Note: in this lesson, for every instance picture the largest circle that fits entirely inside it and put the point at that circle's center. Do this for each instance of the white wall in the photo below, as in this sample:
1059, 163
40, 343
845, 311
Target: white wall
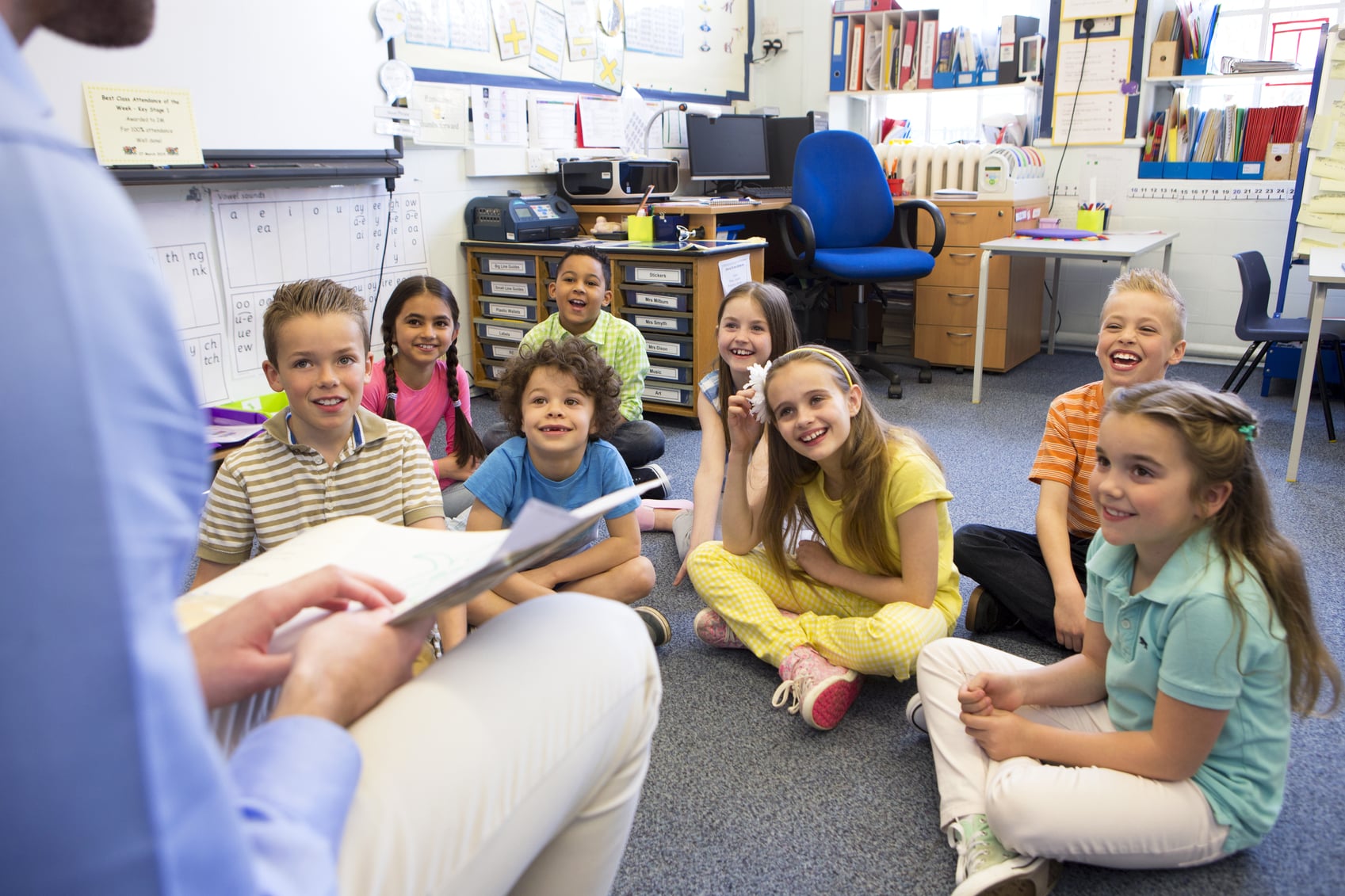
1211, 231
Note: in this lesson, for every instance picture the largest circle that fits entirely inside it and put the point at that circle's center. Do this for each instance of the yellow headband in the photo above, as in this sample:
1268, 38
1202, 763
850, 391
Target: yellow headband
826, 353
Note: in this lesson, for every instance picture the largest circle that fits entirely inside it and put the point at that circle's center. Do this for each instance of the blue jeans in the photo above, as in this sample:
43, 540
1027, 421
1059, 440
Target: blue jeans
639, 441
1009, 566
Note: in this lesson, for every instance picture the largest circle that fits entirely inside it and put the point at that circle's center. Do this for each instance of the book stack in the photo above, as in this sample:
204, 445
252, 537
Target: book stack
1221, 143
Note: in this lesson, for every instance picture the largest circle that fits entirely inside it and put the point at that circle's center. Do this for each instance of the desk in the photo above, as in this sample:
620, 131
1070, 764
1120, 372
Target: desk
1119, 246
701, 215
671, 295
1325, 271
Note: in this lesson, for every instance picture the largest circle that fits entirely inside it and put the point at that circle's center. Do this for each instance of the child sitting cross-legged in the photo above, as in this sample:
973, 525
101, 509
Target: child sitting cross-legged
1164, 744
874, 585
324, 456
559, 400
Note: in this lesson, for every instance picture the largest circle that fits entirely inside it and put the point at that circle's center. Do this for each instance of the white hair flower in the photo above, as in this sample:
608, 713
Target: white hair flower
756, 381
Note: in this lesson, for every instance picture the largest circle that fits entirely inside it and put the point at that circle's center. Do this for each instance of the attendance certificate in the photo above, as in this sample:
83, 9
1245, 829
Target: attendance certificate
142, 125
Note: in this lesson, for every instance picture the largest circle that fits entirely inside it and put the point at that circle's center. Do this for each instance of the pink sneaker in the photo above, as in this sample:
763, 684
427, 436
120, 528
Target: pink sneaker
712, 628
822, 691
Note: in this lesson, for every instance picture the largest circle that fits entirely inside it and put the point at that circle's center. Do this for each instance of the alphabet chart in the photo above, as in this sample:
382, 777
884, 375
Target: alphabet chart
269, 237
222, 254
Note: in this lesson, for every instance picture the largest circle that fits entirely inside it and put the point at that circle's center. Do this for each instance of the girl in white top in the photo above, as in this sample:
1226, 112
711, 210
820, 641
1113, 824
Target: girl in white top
755, 326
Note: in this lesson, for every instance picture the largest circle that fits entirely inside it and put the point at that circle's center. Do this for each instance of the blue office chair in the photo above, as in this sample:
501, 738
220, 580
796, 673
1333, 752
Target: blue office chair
843, 214
1258, 327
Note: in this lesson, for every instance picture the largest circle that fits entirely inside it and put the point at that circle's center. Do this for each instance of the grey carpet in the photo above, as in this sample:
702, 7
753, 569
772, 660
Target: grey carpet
743, 798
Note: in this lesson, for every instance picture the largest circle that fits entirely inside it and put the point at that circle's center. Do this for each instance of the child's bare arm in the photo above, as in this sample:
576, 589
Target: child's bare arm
1053, 537
623, 543
918, 530
208, 570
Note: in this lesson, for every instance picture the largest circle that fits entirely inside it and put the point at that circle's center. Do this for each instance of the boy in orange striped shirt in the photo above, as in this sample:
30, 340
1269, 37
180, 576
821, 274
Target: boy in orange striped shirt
1037, 579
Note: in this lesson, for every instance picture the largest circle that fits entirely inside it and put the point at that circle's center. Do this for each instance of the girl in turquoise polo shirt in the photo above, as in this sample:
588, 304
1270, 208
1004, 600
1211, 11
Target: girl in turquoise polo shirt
1165, 743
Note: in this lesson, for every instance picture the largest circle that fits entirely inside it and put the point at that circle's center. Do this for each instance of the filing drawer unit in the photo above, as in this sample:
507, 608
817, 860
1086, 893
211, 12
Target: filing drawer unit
946, 300
670, 296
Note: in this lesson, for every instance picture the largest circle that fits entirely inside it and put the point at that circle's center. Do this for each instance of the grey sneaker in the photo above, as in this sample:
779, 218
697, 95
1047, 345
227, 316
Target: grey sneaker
988, 868
658, 624
915, 713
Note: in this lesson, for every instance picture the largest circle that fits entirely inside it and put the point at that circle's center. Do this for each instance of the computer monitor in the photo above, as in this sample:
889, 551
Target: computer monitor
783, 136
727, 147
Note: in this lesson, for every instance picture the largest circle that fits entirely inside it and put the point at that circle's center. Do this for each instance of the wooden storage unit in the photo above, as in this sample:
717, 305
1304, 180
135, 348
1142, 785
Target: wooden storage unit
946, 300
673, 296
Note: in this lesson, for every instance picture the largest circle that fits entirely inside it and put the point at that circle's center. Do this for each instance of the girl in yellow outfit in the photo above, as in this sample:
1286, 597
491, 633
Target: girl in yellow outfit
873, 585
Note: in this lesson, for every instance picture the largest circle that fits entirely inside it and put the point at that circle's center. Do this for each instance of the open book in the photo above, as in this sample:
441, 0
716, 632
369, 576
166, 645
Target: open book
436, 570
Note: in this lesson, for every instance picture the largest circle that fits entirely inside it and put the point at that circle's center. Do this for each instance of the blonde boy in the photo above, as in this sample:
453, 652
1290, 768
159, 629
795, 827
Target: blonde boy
1037, 579
324, 456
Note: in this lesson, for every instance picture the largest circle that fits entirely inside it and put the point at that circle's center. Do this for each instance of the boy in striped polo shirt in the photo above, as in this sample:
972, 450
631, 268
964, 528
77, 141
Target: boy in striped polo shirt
1037, 579
324, 456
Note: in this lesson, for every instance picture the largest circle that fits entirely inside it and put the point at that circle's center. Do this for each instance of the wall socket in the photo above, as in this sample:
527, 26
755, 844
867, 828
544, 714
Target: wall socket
540, 162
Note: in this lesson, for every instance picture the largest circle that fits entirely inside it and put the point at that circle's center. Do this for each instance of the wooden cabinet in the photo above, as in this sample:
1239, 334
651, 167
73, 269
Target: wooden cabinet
671, 296
946, 300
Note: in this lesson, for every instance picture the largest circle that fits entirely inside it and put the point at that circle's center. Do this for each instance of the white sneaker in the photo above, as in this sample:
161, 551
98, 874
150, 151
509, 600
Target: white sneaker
986, 868
915, 713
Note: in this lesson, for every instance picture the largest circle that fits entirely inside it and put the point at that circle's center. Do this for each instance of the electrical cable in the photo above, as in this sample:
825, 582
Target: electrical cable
1083, 65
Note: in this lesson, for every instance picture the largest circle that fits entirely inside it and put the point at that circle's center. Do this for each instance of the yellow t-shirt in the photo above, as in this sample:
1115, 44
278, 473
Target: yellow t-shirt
914, 478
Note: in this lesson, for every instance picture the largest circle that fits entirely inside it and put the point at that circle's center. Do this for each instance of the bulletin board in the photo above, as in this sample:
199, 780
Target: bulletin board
675, 50
1118, 100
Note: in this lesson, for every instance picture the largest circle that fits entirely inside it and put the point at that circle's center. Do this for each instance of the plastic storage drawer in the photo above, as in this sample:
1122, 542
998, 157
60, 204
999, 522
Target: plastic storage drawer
509, 287
679, 325
510, 310
661, 346
665, 395
678, 372
665, 275
510, 265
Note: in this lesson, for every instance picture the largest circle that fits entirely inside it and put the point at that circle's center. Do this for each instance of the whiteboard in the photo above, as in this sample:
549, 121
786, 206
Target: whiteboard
262, 74
705, 53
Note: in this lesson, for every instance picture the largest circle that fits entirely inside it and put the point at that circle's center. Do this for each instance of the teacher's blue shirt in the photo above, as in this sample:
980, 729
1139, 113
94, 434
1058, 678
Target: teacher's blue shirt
111, 780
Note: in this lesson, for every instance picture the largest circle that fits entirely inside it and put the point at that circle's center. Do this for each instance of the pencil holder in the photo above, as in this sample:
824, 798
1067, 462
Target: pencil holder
1092, 219
639, 227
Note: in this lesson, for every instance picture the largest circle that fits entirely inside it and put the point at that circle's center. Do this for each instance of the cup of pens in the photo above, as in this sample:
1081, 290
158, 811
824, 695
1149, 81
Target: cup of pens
1092, 215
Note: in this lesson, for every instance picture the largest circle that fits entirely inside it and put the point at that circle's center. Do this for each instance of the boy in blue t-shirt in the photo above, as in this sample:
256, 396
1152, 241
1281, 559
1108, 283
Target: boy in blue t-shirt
557, 401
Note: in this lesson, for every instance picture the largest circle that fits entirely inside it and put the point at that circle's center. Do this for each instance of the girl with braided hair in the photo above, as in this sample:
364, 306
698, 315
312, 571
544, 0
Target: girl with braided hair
418, 385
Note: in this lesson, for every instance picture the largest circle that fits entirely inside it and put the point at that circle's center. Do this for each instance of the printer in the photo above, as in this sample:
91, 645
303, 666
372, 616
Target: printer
615, 181
518, 218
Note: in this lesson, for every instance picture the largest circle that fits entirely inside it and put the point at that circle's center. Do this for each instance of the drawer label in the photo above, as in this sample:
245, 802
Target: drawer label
658, 275
501, 310
663, 395
503, 333
505, 288
655, 323
655, 300
663, 347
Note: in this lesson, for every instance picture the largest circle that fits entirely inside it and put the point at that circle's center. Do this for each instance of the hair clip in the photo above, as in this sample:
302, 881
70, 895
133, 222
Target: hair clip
756, 381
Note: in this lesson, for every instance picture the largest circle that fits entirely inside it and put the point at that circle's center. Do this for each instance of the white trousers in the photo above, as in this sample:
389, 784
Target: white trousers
513, 764
1094, 815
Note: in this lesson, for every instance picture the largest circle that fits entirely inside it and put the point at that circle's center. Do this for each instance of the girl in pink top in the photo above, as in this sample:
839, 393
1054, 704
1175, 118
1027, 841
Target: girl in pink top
418, 385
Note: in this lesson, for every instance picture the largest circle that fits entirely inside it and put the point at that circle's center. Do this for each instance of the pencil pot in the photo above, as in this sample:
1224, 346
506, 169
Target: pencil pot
1094, 219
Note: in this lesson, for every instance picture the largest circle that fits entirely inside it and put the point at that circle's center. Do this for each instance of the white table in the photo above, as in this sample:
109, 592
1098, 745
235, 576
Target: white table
1119, 246
1325, 271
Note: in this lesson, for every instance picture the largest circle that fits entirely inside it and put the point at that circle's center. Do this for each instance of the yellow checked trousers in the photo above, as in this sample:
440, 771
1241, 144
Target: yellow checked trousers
849, 630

[Task objective] Lines from the one containing "the pencil pot" through the final line are to be given again verbatim, with nothing before or after.

[Result of this exercise]
Note: in this lesson, for every instance picture the largest circle that fits entirely inside it and put the point at that circle's center. Do this for each instance of the pencil pot in the photo above, as in this sample:
1224, 346
506, 169
Target: pencil pot
1094, 219
Note: in this lesson, for every instance picture the largest circle that fits entirely inside it and put the point at that circle's center. Do this for each instance of the white table in the photo above, as in this sample:
109, 592
1098, 745
235, 576
Target: white table
1119, 246
1325, 271
Note: in this lesson, for every instance picture the largest circle that fits entirely inside it and put the point at that circle's center. Do this for each instance of the yellow checked trousers in the photo above, as in this sample:
440, 771
1241, 144
Target: yellow checked trousers
849, 630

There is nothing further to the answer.